__WRITTEN TASK 1__:
Decide whether each statement below agrees with the pesto recipe. Answer yes or no for each, and quote the words from the recipe that decide it.
(a) Frozen pesto keeps for about three months.
(b) The recipe calls for 1/2 cup of toasted pine nuts.
(c) The writer made two batches of pesto.

__SELECTED PASSAGE__:
──────────────────────────────
Since fall is here and therefore it will be winter in a few days, I decided it’s time to start going through the herb garden to save whatever I can.  I have plans to dry the thyme, lavender, sage, and maybe some chives, and on Sunday I made tons of pesto to freeze.  Mom gave me a little hint to freeze the pesto in ice-cube trays for individual serving sized portions for easy defrosting (thanks Mom!)

For all of you out there who either just want pesto (understandably…it’s delicious) or have a lot of basil you don’t want to go to waste, here’s an easy recipe for you to try!

Basic Pesto

  • 1-3 cloves garlic, depending on your preference (I used one)
  • 2 C packed basil
  • 1/2 C extra-virgin olive oil
  • 1/4 C toasted pine nuts
  • 1/4 C grated Parmesan cheese
  • salt and pepper to taste


This is super easy: put all the ingredients into a blender or food processor and blend until smooth.  Done!


Like I said, for easy freezing you can pour the pesto into ice-cube trays and when they are frozen solid, toss them into a freezer bag and use them as you need ’em!  The pesto keeps for about three months in the freezer. I made three batches, so I may have to give a few cubes away to friends and family or we’ll never finish it all!  If you don’t want to risk having your ice-cube trays smell like garlic for the next few years, you can freeze whole batches in sandwich bags and it’ll take up barely any room in your freezer.
──────────────────────────────
__MATERIAL SUPPLIED__:
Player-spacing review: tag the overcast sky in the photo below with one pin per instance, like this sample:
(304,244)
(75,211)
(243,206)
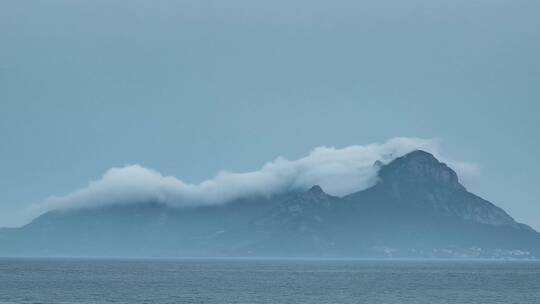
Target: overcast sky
(189,88)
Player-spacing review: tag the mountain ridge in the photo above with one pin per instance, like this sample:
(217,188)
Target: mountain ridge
(417,208)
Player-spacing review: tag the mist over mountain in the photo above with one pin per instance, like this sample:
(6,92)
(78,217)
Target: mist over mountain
(416,208)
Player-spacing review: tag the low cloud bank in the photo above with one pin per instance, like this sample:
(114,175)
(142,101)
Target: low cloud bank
(337,171)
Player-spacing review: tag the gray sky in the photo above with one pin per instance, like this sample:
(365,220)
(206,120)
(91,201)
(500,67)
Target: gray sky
(189,88)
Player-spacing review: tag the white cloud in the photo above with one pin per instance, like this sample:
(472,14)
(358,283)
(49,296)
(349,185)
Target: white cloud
(337,171)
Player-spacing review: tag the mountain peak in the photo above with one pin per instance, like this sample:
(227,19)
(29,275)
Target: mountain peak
(316,189)
(419,167)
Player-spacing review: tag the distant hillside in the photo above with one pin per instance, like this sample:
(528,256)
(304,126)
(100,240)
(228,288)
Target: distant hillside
(418,209)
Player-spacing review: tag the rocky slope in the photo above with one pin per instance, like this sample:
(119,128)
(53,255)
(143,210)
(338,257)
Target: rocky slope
(418,209)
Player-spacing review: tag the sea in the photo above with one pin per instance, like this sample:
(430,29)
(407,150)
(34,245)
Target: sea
(268,281)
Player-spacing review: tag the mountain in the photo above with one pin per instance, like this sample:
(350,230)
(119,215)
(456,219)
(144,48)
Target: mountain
(417,209)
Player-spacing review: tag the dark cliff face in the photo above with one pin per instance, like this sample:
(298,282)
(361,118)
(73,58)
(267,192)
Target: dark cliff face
(417,209)
(418,181)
──────────────────────────────
__WRITTEN TASK 2__: In the records, copy out every line word for word, starting at the line that contains "Player-spacing review: tag the rocky" and ending with the last line of the records, including both.

__FINAL ANSWER 1__:
(a) Yes: "The pesto keeps for about three months in the freezer."
(b) No: "1/4 C toasted pine nuts"
(c) No: "I made three batches"

__FINAL ANSWER 2__:
Player-spacing review: tag the rocky slope in the photo above with one pin per instance, like this sample:
(119,128)
(53,255)
(143,210)
(338,257)
Target: rocky slope
(418,209)
Player-spacing review: tag the sea in the photo above with one pin per instance, like this sample:
(430,29)
(407,150)
(34,245)
Target: sea
(268,281)
Player-spacing review: tag the mountain in the photo above with one pin per instance, like this sample:
(350,230)
(119,215)
(456,219)
(144,48)
Target: mountain
(417,209)
Player-spacing review: tag the dark cliff face in the photo above with one pin per instance, like this sample:
(298,282)
(361,118)
(73,58)
(267,192)
Target: dark cliff face
(417,209)
(418,181)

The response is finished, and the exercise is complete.